-- START Records for this task --
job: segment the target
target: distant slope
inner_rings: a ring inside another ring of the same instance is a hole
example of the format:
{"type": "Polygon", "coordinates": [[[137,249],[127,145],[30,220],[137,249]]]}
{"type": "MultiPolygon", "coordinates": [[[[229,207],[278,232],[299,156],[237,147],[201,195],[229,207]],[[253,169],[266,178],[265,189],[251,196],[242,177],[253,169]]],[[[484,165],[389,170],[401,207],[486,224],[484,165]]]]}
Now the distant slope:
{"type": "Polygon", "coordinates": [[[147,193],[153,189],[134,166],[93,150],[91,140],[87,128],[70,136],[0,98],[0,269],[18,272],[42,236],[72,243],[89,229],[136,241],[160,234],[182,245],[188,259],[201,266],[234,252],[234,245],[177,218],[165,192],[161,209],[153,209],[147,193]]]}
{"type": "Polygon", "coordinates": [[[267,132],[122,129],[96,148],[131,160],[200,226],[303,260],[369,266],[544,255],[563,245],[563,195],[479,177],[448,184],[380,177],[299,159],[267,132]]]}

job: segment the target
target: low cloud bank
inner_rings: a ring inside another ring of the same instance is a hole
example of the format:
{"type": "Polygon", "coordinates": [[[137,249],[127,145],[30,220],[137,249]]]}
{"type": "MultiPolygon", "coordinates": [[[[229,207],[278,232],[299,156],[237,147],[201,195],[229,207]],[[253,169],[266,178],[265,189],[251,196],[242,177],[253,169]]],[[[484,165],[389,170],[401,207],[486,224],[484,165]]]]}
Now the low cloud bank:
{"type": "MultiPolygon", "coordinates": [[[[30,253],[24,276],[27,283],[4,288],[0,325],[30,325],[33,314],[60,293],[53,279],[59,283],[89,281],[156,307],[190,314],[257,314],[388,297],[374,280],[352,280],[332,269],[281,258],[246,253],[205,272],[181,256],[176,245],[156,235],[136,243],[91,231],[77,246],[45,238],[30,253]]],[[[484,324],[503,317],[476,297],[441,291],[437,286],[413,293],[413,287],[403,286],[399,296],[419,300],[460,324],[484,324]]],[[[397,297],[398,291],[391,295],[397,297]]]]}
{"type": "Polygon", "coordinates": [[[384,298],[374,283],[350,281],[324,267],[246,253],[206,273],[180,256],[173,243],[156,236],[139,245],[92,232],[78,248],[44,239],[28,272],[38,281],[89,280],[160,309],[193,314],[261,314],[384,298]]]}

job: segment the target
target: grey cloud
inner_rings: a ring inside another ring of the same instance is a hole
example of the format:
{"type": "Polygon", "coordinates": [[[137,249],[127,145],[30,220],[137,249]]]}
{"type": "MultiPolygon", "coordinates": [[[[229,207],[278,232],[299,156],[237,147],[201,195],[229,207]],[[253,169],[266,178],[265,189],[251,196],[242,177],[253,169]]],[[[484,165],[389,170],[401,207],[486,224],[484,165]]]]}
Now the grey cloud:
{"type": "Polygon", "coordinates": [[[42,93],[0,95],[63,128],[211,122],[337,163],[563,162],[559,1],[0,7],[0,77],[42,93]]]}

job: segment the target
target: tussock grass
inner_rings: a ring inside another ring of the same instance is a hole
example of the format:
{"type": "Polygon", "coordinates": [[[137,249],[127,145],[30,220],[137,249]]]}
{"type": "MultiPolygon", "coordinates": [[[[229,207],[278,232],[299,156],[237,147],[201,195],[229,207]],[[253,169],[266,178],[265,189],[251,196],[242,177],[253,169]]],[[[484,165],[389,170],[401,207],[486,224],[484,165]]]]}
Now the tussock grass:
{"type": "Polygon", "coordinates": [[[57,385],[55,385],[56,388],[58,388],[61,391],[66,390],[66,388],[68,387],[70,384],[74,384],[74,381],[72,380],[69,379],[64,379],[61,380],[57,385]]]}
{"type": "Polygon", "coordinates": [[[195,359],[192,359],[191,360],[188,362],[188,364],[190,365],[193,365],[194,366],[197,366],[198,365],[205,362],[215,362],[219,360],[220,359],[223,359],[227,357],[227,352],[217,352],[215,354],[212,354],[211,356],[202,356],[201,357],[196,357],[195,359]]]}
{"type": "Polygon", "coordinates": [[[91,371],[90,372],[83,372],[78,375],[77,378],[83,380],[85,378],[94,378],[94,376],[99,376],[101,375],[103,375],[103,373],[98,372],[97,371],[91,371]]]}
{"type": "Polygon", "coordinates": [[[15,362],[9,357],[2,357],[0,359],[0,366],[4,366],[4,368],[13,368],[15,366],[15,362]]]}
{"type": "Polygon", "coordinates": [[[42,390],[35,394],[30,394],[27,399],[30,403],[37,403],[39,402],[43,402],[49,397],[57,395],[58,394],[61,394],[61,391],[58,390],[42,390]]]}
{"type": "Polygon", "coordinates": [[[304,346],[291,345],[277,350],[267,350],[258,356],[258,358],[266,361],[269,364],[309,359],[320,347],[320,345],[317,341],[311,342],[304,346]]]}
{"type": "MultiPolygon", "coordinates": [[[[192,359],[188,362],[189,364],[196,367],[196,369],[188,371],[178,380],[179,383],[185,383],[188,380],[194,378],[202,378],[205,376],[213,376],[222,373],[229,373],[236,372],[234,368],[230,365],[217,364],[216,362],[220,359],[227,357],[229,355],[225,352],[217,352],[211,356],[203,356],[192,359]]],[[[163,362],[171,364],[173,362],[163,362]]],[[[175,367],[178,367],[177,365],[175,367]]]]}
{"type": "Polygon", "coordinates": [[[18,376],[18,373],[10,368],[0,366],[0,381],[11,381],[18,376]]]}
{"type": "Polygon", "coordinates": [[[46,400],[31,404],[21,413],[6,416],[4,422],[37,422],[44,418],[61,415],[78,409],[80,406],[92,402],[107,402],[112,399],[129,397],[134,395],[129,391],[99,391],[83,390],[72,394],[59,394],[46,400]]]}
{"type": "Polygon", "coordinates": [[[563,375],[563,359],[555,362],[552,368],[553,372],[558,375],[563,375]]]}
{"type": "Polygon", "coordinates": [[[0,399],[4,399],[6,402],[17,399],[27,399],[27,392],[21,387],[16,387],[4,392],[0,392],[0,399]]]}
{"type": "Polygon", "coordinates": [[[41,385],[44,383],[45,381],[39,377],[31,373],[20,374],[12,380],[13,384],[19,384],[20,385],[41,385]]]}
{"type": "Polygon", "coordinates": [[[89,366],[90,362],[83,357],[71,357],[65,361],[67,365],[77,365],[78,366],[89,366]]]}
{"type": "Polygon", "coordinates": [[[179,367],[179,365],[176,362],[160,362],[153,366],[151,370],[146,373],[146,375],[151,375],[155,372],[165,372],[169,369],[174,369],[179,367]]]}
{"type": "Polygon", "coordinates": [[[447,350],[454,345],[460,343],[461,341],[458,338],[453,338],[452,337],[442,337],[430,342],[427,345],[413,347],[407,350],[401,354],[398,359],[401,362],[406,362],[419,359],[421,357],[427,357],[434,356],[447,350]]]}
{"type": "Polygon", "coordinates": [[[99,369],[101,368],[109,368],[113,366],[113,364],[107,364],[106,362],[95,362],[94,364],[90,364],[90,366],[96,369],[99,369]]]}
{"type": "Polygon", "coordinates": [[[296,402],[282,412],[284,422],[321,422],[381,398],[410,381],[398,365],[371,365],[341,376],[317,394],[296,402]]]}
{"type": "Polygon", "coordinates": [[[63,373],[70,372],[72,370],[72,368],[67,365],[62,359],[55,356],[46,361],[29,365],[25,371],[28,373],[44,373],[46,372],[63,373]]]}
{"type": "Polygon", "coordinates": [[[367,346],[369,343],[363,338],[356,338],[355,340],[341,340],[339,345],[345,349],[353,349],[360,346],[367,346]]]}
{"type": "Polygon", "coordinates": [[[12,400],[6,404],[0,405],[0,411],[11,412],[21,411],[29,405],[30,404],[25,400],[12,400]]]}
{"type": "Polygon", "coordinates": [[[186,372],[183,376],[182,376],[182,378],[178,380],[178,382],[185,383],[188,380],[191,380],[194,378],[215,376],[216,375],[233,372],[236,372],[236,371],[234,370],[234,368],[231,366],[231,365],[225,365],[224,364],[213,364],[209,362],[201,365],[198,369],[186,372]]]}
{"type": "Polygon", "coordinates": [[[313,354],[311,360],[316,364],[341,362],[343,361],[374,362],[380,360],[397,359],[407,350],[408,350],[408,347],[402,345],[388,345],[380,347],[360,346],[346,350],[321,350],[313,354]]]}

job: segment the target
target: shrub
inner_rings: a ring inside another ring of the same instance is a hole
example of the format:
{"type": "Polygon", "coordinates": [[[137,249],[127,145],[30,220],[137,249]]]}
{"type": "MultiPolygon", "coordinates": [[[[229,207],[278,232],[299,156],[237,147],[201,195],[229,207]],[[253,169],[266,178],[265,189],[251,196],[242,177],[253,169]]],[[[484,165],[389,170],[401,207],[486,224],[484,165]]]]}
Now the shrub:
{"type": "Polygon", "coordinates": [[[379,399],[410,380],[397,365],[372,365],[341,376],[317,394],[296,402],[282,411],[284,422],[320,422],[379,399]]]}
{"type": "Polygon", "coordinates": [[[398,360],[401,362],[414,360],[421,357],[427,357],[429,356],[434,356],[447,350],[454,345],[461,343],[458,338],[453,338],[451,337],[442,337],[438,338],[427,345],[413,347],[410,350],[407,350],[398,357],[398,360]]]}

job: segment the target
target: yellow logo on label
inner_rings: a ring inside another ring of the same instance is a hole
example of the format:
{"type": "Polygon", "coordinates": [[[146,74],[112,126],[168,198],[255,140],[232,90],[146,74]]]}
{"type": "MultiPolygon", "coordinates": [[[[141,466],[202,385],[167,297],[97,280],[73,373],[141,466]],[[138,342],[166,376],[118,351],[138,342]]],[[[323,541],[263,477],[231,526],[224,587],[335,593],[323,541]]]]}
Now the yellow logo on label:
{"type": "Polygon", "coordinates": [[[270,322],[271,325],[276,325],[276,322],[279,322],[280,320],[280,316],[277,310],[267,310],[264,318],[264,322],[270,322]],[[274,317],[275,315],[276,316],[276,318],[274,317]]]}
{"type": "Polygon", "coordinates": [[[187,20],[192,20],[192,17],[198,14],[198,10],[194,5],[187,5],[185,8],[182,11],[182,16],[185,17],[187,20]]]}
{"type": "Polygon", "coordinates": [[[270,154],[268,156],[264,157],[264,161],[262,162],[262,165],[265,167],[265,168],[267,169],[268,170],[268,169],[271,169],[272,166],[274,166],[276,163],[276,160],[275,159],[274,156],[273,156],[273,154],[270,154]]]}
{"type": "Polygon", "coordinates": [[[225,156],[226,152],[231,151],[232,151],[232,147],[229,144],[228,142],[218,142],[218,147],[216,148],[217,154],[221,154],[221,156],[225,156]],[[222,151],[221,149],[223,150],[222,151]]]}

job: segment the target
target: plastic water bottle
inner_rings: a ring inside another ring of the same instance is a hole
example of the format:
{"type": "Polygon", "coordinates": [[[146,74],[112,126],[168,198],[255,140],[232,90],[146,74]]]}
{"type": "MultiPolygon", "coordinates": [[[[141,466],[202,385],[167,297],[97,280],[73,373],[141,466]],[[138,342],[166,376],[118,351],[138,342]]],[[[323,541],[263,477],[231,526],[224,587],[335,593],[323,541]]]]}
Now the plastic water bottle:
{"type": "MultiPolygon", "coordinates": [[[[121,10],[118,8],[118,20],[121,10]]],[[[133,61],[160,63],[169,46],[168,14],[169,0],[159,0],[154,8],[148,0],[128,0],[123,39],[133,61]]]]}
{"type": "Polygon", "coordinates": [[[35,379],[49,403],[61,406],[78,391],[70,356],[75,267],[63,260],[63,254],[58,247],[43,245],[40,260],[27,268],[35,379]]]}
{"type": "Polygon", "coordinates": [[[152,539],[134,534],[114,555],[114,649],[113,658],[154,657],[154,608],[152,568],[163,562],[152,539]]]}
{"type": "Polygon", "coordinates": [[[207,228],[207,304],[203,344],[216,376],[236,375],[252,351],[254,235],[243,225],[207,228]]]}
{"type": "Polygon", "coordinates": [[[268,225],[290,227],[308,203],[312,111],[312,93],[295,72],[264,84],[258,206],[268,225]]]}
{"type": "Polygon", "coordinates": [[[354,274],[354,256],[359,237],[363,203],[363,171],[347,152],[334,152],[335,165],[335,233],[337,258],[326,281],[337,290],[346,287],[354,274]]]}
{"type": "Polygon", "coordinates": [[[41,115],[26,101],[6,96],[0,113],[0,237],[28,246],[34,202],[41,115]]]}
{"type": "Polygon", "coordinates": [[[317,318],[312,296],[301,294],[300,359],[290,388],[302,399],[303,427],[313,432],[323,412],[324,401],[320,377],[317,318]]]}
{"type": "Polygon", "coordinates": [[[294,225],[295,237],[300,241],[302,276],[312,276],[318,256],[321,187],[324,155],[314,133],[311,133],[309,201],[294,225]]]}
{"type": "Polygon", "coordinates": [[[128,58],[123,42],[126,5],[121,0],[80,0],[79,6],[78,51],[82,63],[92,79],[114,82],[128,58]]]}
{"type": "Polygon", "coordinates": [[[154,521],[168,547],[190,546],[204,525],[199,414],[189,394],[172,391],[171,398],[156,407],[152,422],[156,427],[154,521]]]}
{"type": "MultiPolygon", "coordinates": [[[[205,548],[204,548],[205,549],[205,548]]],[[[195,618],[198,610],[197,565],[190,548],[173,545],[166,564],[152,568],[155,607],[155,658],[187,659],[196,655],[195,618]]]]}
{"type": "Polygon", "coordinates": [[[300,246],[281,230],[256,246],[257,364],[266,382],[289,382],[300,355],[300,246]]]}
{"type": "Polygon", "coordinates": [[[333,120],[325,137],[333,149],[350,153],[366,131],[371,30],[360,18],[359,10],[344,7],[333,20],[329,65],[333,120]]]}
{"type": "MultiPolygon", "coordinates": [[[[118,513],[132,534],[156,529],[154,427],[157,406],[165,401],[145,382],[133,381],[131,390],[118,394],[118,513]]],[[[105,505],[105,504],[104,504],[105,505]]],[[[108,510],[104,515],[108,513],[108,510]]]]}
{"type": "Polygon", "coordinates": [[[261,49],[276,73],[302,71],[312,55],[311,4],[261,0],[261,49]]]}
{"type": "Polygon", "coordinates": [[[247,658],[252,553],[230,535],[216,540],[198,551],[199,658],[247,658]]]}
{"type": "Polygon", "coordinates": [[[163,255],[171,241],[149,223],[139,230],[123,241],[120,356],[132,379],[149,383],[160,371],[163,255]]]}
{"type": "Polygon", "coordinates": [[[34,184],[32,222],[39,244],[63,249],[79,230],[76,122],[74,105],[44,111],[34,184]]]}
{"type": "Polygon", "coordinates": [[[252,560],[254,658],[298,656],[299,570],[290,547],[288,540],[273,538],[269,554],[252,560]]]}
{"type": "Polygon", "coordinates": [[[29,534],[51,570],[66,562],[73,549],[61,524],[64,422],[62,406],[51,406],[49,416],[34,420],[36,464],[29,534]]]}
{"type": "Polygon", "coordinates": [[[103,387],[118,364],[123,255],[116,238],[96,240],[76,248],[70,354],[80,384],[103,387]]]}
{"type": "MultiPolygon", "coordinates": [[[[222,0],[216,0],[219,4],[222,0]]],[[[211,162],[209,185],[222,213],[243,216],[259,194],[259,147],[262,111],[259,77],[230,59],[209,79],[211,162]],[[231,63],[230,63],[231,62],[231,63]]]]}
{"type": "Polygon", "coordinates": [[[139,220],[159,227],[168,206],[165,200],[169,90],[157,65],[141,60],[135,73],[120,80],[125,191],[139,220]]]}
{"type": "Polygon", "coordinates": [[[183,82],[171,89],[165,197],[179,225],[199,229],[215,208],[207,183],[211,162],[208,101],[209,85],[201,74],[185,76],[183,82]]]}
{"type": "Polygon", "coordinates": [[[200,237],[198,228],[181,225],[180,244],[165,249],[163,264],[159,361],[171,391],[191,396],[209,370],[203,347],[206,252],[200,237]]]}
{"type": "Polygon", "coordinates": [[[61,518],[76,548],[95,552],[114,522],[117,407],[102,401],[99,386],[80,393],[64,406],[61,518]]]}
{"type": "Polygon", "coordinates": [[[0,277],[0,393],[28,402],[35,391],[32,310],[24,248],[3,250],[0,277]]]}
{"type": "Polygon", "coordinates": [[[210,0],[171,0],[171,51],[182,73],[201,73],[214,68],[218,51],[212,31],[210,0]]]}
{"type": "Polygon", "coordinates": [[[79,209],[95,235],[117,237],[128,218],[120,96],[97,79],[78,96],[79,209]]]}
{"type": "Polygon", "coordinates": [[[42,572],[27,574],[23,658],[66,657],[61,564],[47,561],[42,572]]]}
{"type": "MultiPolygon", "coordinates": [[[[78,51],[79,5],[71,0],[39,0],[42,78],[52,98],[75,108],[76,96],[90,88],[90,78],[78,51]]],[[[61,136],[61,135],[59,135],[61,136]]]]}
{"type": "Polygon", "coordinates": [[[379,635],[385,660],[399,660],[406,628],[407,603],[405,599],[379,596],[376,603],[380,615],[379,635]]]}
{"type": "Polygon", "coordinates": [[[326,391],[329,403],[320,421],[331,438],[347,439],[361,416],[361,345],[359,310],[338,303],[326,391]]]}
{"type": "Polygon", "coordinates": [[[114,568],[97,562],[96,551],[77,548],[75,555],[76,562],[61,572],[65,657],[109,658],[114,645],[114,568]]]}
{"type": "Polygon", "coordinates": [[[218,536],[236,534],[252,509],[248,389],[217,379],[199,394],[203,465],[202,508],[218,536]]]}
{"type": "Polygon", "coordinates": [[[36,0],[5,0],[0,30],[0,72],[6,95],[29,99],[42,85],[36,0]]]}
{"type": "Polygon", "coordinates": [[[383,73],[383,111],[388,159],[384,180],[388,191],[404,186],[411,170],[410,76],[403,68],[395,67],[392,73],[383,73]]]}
-- END Records for this task --
• _Problem requirements_: Rewrite the rows above as a numbered list, starting at the first line and ending at the line that contains "Now the distant", with blank lines left out.

• _Task output_:
1. job: segment the target
2. target: distant slope
3. inner_rings: a ring inside another ring of the same instance is a hole
4. example of the format:
5. {"type": "Polygon", "coordinates": [[[137,249],[127,145],[30,220],[137,249]]]}
6. {"type": "MultiPolygon", "coordinates": [[[[229,207],[278,232],[299,156],[237,147],[201,195],[229,207]],[[253,169],[266,178],[265,189],[251,196],[242,177],[253,169]]],[[[484,165],[389,170],[401,207],[486,224],[484,165]]]]}
7. Now the distant slope:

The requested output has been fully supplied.